Kutipan Bacaan >>
Mungkin diantara kita tidak ada yang tidak pernah mendengar kata tauhid. Namun boleh jadi ketika ditanya tentang makna tauhid dan jenis-jenisnya tidak sedikit kaum muslimin yang kurang pas dalam memberikan jawabannya. Untuk itu, berikut kami sampaikan beberapa ungkapan para ulama seputar makna tauhid dan jenis-jenisnya secara ringkas.
Makna tauhid dalam Bahasa Arab dan menurut istilah agama
Tauhid secara bahasa merupakan mashdar (kata benda yang berasal dari kata kerja) wahhada – yuwahhidu – tauhidan (وَحَّدَ – يُوَحَّدُ – تَوْحِيْدًا) yang berarti menjadikan sesuatu menjadi esa/ tunggal[1]. Tauhid ini tidaklah dikatakan sebagai tauhid sampai terdapat padanya peniadaan selainnya (secara mutlak -pen) dan penetapan hanya kepada yang diesakan/ ditunggalkan[2].

Data Mentah >>
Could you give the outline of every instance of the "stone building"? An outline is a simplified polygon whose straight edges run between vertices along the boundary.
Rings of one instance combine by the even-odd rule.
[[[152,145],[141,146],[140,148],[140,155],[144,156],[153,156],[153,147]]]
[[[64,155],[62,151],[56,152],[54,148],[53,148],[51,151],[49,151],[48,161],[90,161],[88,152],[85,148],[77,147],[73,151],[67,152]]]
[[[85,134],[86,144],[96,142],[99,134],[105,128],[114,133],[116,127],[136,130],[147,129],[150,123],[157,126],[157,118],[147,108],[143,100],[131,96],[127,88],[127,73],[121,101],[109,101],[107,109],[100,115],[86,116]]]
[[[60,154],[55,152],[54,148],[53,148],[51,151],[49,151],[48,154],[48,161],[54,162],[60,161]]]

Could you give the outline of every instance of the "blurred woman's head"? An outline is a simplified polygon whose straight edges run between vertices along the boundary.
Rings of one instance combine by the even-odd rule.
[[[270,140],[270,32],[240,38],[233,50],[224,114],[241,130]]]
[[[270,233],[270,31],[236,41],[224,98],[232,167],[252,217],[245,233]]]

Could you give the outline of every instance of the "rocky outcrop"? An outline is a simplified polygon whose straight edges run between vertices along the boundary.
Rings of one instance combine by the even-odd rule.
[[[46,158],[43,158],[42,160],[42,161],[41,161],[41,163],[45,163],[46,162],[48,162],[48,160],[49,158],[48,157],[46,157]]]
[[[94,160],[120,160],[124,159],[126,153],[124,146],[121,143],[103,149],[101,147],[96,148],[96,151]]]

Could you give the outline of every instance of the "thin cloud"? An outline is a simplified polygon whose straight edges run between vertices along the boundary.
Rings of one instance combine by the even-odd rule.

Yang Harus Dilakukan >> Dalam kutipan tentang makna tauhid, apa arti tauhid secara bahasa?

Jawaban Latihan >> Menjadikan sesuatu menjadi esa atau tunggal.